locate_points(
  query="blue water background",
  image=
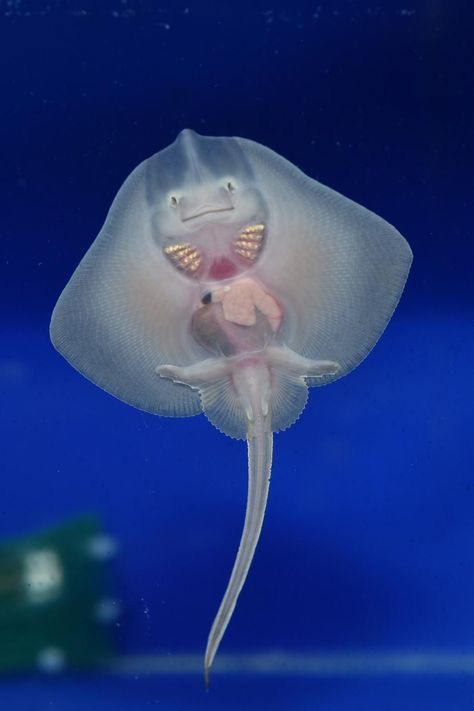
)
(368, 539)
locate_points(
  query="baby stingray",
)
(224, 280)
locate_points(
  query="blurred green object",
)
(53, 612)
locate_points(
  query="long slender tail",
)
(260, 445)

# ABOUT THIS TASK
Wherever a line of the entries holds the string "query", copy that line.

# OUTPUT
  query="blue water background",
  query="baby stingray",
  query="blurred green object",
  query="long slender tail",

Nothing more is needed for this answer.